--- start of DATASET ---

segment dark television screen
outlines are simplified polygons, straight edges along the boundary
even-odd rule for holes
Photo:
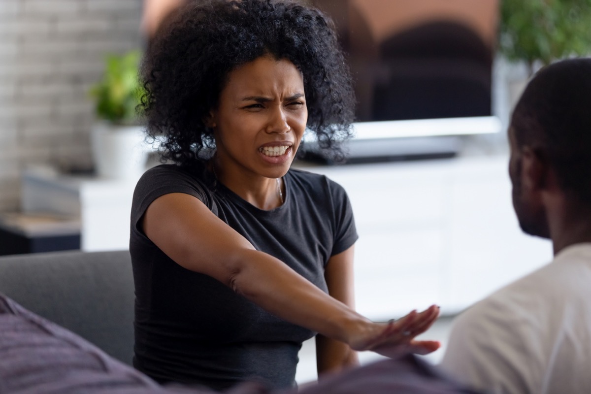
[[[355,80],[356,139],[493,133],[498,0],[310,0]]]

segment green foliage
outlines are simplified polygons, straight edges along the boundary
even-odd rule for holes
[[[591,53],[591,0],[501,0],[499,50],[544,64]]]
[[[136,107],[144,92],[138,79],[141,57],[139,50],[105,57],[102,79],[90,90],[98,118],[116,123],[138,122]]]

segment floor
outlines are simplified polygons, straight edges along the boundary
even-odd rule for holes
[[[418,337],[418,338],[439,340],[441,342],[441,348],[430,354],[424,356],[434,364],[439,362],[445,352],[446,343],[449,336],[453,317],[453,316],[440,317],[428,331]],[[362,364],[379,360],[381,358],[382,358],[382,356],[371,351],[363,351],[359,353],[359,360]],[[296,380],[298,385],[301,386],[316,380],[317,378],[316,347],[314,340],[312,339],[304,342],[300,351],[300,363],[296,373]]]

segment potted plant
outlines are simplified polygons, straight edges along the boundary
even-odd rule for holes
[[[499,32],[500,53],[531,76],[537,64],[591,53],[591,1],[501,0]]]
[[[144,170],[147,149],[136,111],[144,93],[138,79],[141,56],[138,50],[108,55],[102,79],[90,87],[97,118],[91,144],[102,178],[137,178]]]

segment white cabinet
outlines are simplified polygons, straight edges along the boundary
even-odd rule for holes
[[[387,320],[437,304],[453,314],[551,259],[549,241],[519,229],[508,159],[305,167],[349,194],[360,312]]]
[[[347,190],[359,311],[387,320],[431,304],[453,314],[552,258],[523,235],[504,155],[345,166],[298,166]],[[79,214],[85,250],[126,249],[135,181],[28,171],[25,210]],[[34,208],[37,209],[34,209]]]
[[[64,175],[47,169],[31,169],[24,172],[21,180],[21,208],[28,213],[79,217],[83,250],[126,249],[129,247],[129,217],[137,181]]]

--- end of DATASET ---
--- start of DATASET ---

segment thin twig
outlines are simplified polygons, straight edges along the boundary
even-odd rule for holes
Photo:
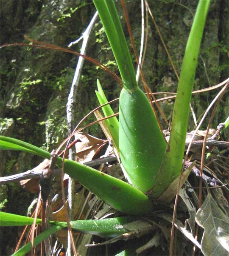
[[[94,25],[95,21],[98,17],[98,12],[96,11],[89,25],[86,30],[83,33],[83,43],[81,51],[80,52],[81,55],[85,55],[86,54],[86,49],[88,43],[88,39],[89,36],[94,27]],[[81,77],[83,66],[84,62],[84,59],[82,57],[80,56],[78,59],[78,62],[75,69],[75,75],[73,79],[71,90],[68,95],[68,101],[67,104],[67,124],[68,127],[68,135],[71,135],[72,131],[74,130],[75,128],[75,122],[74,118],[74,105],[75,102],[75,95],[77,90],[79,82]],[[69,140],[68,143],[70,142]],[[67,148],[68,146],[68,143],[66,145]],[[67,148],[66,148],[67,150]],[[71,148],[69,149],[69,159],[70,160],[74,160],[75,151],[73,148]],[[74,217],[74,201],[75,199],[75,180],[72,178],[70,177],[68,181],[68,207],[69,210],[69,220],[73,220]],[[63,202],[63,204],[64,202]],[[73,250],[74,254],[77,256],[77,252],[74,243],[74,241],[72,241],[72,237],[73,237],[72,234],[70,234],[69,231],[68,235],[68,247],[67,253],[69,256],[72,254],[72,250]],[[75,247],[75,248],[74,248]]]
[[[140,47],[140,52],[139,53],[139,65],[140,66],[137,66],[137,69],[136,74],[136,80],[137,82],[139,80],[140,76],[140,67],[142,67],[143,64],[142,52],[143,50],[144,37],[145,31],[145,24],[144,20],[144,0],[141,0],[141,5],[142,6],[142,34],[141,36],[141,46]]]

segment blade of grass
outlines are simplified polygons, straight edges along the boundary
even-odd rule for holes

--- end of DATASET ---
--- start of DATASET ---

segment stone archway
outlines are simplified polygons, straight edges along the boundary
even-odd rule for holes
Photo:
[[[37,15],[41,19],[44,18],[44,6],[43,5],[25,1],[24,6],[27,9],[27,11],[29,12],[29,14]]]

--- end of DATASET ---

● REQUIREMENT
Write out the entries verbatim, starting with the line containing "segment dark television screen" and finishing with the line containing "[[[355,80],[356,139],[493,133],[498,0],[310,0]]]", both included, leaving out the pictures.

● THE RESULT
segment dark television screen
outlines are simplified polygons, straight edges along the boundary
even-odd rule for holes
Photo:
[[[355,80],[356,139],[493,133],[498,0],[310,0]]]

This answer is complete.